§ **Arahan Singkat 1**:
Tolong salin ulang kata demi kata baris anotasi titik pada gambar, mulai dari baris yang memuat "Put a dot on the tiara" sampai baris yang memuat "<point>845,477</point>", kedua baris itu ikut disalin. Jangan sertakan gambarnya dalam jawaban.

§ **Bagian Dokumen**:
▬▬▬▬▬▬

Amilosa memiliki berat molekul 30.000 sampai 1 juta yang berarti memiliki DP 295 sampai 9804, sedangkan amilopektin memiliki berat molekul diatas 1 juta yang berarti memiliki DP minimum sebesar 3610, namun tentu masih dibawah polimer sintesis. Derajat polimerisasi ini termasuk bernilai kecil, bila dibandingkan dengan polietilen. Dengan berat molekul terendah 100.000 dan tertinggi hingga 6.000.000, DP yang dimiliki polietilen mencapai 3572 hingga 214.286. Harga ini masih jauh diatas DP selulosa yang mempunyai DP yang cukup besar diantara polimer alami hingga 15.000 (Stevens, 2001). Kecilnya DP mengindikasikan bahwa polimer alami mempunyai rantai yang pendek. Pendeknya rantai ikatan ini menjadikan kelemahan bagi polimer alami dalam hal ketahan (durabilitas), namun menjadikan kebihan dalam hal mampu urai (degradabilitas), dimana semakin rendah berat molekul dan derajat polimerisasi, maka polimer akan semakin cepat terdegradasi.

▬▬▬▬▬▬

(Entri anotasi titik pada gambar)

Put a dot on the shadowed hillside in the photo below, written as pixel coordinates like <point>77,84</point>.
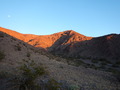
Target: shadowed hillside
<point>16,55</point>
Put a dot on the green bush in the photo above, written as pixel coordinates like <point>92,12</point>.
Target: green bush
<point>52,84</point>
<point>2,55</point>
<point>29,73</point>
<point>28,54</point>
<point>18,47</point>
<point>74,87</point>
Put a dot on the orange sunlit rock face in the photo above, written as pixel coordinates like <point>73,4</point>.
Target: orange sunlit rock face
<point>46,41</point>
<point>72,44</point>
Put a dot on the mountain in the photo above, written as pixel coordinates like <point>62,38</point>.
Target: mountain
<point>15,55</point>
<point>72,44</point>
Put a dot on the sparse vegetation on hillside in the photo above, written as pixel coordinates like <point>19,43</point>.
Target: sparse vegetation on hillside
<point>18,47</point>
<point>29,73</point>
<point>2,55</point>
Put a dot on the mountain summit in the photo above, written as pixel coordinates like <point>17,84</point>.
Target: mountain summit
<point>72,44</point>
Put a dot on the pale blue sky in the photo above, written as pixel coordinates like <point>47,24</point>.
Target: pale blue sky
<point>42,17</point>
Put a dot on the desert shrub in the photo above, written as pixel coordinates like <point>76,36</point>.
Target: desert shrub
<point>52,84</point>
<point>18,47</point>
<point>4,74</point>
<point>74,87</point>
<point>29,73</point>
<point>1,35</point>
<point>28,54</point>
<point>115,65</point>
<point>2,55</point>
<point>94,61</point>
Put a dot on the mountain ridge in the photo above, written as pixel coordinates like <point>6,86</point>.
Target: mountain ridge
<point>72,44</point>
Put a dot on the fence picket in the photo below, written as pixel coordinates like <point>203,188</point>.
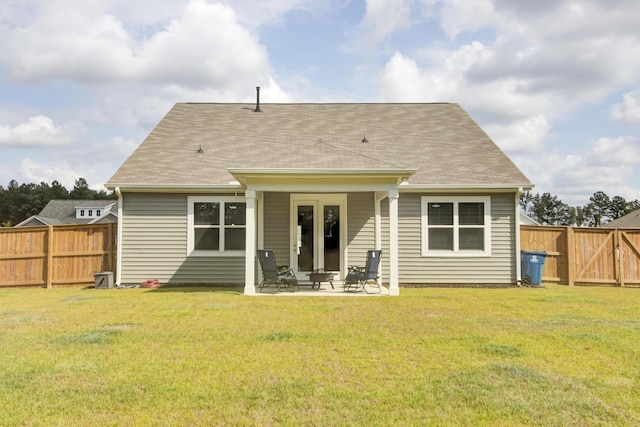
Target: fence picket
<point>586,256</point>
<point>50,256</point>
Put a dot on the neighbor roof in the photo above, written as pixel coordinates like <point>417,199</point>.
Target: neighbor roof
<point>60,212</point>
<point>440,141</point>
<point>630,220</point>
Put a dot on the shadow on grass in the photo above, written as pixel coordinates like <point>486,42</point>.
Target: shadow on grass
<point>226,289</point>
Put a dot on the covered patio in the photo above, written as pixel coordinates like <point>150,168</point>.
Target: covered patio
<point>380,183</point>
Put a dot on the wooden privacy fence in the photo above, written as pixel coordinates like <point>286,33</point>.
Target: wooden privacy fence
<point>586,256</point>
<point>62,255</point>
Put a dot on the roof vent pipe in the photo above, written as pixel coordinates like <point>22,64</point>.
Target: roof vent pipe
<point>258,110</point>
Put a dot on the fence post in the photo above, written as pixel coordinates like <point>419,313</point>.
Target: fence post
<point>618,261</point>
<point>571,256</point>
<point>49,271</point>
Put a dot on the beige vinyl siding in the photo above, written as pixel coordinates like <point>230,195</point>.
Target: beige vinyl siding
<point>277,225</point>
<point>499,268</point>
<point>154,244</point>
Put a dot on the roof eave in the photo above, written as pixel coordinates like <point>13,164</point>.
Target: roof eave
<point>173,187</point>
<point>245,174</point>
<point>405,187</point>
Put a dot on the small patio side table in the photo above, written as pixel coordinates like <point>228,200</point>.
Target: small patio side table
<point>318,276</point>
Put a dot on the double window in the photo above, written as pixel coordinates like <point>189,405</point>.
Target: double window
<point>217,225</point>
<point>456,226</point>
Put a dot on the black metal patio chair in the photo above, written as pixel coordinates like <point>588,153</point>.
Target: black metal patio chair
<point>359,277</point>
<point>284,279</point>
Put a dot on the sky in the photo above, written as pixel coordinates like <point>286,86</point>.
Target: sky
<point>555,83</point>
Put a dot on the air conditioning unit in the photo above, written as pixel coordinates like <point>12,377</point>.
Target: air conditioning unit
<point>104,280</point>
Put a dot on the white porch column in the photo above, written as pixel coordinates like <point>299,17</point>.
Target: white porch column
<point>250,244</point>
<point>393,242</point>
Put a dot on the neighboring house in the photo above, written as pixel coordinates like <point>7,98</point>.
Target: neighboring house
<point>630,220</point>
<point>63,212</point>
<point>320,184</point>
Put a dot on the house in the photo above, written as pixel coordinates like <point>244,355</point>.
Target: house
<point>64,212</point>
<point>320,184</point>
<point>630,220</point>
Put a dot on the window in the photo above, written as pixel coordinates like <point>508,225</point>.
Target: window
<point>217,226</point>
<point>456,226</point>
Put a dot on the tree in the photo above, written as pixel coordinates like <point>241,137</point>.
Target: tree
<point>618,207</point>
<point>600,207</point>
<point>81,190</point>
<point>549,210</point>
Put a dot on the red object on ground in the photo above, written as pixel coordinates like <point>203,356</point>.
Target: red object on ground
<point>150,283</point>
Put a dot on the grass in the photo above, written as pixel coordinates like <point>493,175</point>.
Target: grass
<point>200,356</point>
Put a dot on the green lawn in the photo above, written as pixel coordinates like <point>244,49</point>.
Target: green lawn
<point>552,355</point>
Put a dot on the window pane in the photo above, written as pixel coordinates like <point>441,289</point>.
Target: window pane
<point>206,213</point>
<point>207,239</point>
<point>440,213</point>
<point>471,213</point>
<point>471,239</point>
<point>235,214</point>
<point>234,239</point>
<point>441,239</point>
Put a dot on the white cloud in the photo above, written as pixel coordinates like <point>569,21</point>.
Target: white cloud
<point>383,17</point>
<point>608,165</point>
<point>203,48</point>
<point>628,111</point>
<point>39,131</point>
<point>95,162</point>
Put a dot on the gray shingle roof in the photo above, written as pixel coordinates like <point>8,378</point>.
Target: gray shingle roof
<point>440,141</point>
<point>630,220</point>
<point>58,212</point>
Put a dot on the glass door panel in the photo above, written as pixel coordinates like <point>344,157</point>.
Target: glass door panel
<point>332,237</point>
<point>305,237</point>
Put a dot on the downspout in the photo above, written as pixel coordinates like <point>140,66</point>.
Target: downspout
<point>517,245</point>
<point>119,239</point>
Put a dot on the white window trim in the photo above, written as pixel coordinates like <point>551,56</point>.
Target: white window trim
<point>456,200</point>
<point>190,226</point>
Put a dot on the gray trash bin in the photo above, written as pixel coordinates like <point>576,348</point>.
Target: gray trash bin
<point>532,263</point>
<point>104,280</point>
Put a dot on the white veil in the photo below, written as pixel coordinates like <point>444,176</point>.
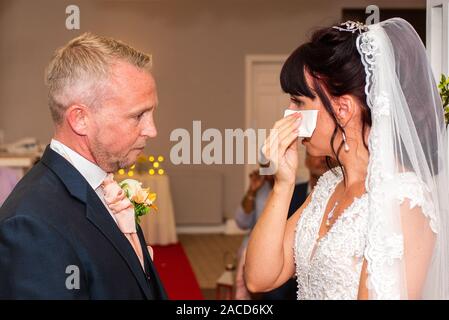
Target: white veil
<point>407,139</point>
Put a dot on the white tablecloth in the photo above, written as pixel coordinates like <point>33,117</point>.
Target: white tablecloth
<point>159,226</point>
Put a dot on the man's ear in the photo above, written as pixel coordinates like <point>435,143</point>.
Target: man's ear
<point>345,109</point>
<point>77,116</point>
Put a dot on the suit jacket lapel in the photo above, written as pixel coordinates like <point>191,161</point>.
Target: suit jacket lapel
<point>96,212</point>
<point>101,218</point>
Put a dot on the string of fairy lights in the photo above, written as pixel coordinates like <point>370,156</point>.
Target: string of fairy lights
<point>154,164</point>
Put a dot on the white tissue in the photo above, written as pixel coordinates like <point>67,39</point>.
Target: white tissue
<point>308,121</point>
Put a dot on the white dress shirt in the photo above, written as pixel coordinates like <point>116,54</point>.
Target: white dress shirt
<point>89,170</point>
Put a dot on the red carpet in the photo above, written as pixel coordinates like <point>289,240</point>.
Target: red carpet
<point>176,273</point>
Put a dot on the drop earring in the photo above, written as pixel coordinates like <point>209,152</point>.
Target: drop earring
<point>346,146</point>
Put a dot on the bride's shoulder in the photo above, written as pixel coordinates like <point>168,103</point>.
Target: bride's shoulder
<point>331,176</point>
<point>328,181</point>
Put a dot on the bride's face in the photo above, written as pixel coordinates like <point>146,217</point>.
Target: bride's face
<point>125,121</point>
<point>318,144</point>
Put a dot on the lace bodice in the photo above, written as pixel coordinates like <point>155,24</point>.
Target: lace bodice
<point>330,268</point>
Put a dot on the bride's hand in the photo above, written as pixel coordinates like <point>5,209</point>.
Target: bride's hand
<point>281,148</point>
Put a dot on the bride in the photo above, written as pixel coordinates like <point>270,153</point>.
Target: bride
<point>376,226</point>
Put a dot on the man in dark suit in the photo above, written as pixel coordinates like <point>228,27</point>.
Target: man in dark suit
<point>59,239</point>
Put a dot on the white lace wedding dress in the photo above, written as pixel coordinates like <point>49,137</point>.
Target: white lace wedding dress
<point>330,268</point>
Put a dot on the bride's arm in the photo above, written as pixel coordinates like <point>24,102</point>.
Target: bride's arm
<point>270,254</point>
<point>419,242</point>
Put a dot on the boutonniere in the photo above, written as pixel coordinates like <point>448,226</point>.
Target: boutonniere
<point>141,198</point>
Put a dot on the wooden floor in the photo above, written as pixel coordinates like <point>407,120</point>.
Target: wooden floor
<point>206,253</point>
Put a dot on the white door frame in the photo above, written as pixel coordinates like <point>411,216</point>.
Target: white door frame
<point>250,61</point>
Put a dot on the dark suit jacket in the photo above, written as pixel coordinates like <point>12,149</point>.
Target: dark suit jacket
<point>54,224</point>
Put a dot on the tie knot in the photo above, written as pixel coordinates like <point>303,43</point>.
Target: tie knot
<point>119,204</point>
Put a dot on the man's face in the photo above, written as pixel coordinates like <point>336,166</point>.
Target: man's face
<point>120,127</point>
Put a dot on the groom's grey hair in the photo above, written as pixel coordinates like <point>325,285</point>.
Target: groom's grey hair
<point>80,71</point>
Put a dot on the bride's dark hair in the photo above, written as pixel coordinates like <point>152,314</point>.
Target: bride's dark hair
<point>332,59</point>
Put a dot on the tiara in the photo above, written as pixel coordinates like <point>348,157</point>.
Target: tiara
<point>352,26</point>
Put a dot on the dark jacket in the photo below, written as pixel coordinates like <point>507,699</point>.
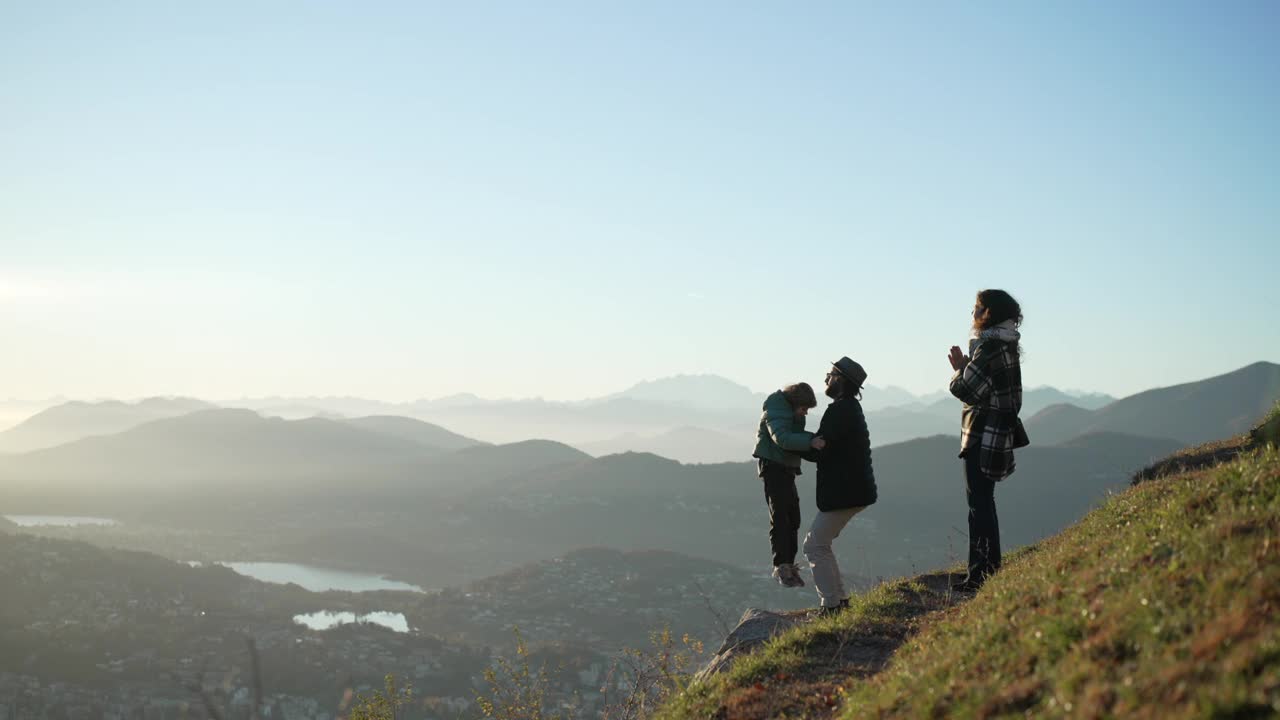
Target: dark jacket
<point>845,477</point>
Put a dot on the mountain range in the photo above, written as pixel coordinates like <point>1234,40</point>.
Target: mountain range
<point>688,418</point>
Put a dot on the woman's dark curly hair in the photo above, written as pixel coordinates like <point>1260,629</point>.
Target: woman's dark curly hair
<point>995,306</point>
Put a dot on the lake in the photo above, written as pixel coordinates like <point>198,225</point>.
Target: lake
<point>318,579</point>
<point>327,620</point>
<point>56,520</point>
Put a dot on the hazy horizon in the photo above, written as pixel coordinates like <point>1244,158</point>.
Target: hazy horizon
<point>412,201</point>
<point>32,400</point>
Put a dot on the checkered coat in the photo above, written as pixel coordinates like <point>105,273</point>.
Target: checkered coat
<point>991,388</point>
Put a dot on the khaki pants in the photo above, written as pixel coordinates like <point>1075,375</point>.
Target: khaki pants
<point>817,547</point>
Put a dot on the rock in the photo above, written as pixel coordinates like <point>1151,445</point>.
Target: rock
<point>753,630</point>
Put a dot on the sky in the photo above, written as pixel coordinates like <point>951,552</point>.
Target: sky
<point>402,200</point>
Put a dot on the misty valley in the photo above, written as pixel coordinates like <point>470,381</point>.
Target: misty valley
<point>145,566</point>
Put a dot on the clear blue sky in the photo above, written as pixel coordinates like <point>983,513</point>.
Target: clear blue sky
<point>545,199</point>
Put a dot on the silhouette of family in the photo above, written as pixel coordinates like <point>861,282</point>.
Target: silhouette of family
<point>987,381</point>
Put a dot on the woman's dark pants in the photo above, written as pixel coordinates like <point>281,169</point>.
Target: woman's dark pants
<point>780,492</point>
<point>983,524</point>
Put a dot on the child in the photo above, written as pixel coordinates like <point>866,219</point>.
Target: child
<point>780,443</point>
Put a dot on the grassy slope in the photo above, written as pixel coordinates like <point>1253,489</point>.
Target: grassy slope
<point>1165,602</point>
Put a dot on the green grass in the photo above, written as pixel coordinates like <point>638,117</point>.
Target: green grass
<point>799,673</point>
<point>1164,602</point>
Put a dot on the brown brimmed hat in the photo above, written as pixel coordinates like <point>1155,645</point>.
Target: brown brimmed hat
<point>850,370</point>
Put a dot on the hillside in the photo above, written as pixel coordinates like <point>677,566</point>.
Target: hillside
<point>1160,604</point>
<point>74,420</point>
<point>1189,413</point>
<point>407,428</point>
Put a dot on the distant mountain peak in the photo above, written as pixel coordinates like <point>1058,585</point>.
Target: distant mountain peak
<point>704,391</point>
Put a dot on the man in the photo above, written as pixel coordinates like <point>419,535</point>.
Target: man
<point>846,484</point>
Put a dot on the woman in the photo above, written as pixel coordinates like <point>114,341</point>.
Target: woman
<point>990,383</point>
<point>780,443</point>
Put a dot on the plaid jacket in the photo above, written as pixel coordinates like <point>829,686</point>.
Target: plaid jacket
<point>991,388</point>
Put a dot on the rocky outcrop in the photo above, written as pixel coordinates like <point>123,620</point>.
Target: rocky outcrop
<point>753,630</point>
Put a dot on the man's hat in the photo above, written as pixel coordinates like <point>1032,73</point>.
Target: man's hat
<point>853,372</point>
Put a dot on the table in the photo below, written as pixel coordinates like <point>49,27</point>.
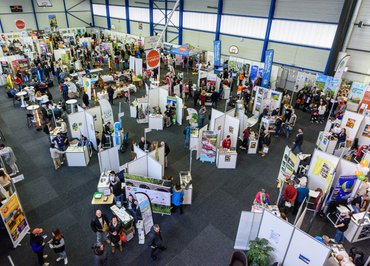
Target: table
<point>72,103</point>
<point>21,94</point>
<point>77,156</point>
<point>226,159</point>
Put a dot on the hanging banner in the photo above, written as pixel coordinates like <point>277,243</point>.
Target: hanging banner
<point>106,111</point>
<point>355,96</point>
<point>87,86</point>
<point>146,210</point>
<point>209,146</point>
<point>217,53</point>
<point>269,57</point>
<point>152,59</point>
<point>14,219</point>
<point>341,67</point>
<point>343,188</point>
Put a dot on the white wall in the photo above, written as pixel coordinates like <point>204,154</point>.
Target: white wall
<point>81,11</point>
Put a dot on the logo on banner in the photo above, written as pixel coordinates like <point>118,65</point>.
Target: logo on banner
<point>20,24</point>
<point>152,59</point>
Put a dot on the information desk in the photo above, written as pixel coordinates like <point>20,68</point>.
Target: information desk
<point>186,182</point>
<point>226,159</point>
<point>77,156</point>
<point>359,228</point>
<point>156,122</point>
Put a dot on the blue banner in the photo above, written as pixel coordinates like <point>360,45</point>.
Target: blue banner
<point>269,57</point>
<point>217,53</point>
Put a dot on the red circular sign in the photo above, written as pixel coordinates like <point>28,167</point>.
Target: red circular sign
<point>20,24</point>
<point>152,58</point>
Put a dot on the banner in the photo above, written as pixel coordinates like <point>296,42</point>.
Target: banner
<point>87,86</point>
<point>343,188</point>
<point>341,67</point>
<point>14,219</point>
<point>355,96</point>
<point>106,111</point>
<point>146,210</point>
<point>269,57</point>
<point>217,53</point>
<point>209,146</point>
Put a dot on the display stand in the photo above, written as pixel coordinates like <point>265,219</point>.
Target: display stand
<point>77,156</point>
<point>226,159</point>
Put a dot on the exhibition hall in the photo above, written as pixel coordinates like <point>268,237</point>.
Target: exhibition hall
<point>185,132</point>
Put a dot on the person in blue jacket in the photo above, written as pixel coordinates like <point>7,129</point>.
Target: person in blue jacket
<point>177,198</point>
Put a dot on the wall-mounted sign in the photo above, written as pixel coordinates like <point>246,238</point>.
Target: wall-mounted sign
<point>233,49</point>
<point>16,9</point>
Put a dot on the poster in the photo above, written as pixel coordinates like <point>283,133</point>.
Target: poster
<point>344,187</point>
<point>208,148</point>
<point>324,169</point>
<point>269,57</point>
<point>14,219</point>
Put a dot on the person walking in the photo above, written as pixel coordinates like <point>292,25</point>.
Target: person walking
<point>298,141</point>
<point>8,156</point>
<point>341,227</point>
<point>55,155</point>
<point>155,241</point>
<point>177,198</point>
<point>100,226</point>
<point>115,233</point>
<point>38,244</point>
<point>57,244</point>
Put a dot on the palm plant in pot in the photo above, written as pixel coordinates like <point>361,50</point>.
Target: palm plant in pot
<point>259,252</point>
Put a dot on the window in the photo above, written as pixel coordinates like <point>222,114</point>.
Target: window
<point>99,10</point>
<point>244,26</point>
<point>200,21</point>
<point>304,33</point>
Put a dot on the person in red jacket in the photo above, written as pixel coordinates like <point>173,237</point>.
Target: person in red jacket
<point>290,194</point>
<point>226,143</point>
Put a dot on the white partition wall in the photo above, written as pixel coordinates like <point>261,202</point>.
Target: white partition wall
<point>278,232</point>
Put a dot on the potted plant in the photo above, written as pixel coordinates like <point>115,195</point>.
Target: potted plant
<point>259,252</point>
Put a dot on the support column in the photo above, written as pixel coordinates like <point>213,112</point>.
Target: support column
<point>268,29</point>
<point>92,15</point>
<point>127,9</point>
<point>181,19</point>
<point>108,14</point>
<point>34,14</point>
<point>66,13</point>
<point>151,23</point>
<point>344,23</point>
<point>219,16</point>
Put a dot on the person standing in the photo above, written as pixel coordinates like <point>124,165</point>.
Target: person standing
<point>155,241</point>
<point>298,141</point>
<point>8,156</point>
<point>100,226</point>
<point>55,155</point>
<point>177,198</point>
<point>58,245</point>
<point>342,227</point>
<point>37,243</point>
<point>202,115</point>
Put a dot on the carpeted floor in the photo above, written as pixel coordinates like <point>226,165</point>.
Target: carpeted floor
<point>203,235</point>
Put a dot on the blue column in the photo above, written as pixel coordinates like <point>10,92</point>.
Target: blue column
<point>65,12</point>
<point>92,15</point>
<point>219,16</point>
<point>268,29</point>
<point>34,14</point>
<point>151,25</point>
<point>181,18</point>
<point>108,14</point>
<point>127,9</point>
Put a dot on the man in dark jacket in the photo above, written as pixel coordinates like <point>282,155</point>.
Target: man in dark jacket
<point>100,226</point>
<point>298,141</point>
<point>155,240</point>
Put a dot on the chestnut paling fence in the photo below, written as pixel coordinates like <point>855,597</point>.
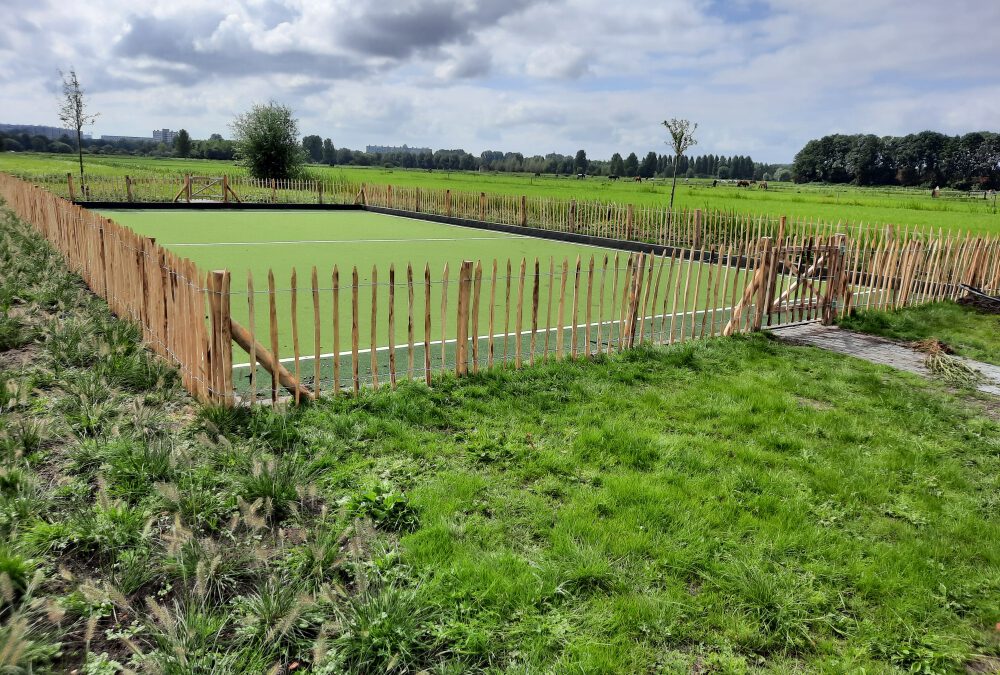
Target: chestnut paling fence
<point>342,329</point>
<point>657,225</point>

▬▬▬▬▬▬

§ **Arahan Singkat 2**:
Menurut bagian dokumen tentang derajat polimerisasi, berapa DP yang dimiliki polietilen?

§ **Jawaban Akhir 1**:
Put a dot on the tiara in the photo above, written as pixel coordinates like <point>348,157</point>.
Target: tiara
<point>352,26</point>
Put a dot on the dark jacket in the photo below, written as pixel coordinates like <point>507,699</point>.
Target: dark jacket
<point>845,477</point>

§ **Jawaban Akhir 2**:
DP polietilen mencapai 3572 hingga 214.286.